> [Aim] Copy each of the items below word for word, without changing any line.

Collected data entries:

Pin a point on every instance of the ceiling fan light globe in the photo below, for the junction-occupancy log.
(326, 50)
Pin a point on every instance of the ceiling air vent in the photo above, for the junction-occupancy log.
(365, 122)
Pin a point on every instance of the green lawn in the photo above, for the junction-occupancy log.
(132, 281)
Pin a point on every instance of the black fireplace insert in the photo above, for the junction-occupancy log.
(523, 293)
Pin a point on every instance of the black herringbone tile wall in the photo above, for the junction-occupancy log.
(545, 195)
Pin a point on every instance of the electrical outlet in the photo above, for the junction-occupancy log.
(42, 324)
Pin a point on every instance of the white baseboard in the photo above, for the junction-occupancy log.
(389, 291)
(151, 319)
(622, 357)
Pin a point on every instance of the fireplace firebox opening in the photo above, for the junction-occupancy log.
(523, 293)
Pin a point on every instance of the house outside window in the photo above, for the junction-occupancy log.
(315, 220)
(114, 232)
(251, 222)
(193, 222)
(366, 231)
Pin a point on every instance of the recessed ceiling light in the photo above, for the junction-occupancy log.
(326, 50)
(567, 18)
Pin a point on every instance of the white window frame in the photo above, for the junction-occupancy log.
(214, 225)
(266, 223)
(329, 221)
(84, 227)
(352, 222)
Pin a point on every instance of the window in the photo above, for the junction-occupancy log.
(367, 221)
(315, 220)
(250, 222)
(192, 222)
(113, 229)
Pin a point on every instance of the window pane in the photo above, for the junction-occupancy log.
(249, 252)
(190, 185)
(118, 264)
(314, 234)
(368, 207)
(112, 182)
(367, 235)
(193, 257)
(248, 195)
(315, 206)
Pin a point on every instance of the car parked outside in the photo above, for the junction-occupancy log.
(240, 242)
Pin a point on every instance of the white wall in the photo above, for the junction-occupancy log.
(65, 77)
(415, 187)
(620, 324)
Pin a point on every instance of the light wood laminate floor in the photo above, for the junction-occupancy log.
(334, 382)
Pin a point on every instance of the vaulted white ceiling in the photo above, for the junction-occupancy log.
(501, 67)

> [Response to the exercise]
Pin a point on every instance of the ceiling fan light globe in the photo below, for the junction-occupancy log.
(326, 50)
Pin a point on every instance of the ceiling air vent in the photo above, for the junction-occupancy log.
(365, 122)
Pin a point on every instance of the green lawn in the photo above, for the junction-occupancy log.
(132, 281)
Pin a point on every instance of the black fireplace insert in the photo above, for the junction-occupancy log.
(523, 293)
Pin a point on every instance of the black herringbone tile wall in the photo above, for the junction-occupancy log.
(545, 195)
Pin a point on every instance of the electrical outlet in the photo above, for the junction-occupancy log.
(42, 324)
Pin a point on every instance of the white baseboard in the photo above, for the junction-occupancy log.
(389, 291)
(151, 319)
(622, 357)
Pin a point on every instance of the fireplace firebox opening in the photo above, for the junction-occupancy log.
(523, 293)
Pin a point on every instance of the house outside window in the photo above, for the junction-occupancy log.
(315, 220)
(114, 232)
(251, 222)
(193, 222)
(366, 231)
Pin a point on every instance of the recessed ceiling light in the photo above, for the junction-occupancy log.
(326, 50)
(567, 18)
Pin a point on every instance of the white window frame in the photo above, for the junction-occupancy log.
(214, 225)
(266, 223)
(329, 221)
(84, 227)
(352, 222)
Pin a point on every instance of the window in the photo above, for the junction-occupancy log.
(367, 221)
(315, 220)
(250, 222)
(192, 222)
(113, 229)
Pin a point on every instance of the window pane in the photo above, for the junction-occupancy log.
(249, 252)
(190, 185)
(118, 264)
(314, 234)
(368, 207)
(112, 182)
(367, 235)
(193, 257)
(248, 195)
(315, 206)
Pin a point on every instance of the car parked outside in the photo above, for the junction-occupancy log.
(240, 242)
Pin a point on every instance of the white wall in the photo above, for the junction-occupancy log.
(65, 77)
(415, 187)
(620, 324)
Pin a point on every instance of the light wood laminate floor in the photo above, for the junction-occupancy log.
(334, 382)
Pin a point on every instance of the vaulted white ceiling in the photo above, for the junction-occupancy log.
(501, 67)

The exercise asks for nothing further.